**Required action:**
The entries below are to be returned exactly. Include all of them.

**Dataset extract:**
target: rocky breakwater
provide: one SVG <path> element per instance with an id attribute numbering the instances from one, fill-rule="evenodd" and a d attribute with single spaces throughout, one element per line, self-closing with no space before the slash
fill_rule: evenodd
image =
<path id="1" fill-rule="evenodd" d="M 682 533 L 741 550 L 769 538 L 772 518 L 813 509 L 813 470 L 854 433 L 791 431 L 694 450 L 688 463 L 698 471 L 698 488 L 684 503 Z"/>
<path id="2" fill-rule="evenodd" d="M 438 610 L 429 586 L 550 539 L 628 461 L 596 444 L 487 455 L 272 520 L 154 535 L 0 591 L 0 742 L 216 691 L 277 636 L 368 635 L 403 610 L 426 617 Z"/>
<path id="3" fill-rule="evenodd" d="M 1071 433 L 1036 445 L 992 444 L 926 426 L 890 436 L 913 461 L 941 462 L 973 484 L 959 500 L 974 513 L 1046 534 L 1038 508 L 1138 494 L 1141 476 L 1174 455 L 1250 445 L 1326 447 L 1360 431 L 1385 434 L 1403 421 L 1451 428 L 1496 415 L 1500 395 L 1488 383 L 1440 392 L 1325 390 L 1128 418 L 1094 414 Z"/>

**Solved problem:**
target: rocky breakwater
provide: one SVG <path> element per instance with an id attribute numbering the instances from one, fill-rule="evenodd" and a d attribute with single spaces throughout, one element per line, self-closing with no space before the slash
fill_rule: evenodd
image =
<path id="1" fill-rule="evenodd" d="M 682 533 L 741 550 L 769 538 L 772 518 L 813 509 L 813 470 L 854 433 L 791 431 L 694 450 L 688 463 L 698 471 L 698 488 L 684 503 Z"/>
<path id="2" fill-rule="evenodd" d="M 438 610 L 429 586 L 550 539 L 628 461 L 596 444 L 487 455 L 272 520 L 154 535 L 0 591 L 0 742 L 216 691 L 277 636 L 368 635 L 403 610 L 426 617 Z"/>
<path id="3" fill-rule="evenodd" d="M 1071 433 L 1036 445 L 992 444 L 926 426 L 890 436 L 913 461 L 941 462 L 973 484 L 959 500 L 974 513 L 1046 534 L 1038 508 L 1138 494 L 1141 476 L 1174 455 L 1250 445 L 1326 447 L 1360 431 L 1385 434 L 1403 421 L 1451 428 L 1496 415 L 1500 395 L 1488 383 L 1440 392 L 1325 390 L 1128 418 L 1094 414 Z"/>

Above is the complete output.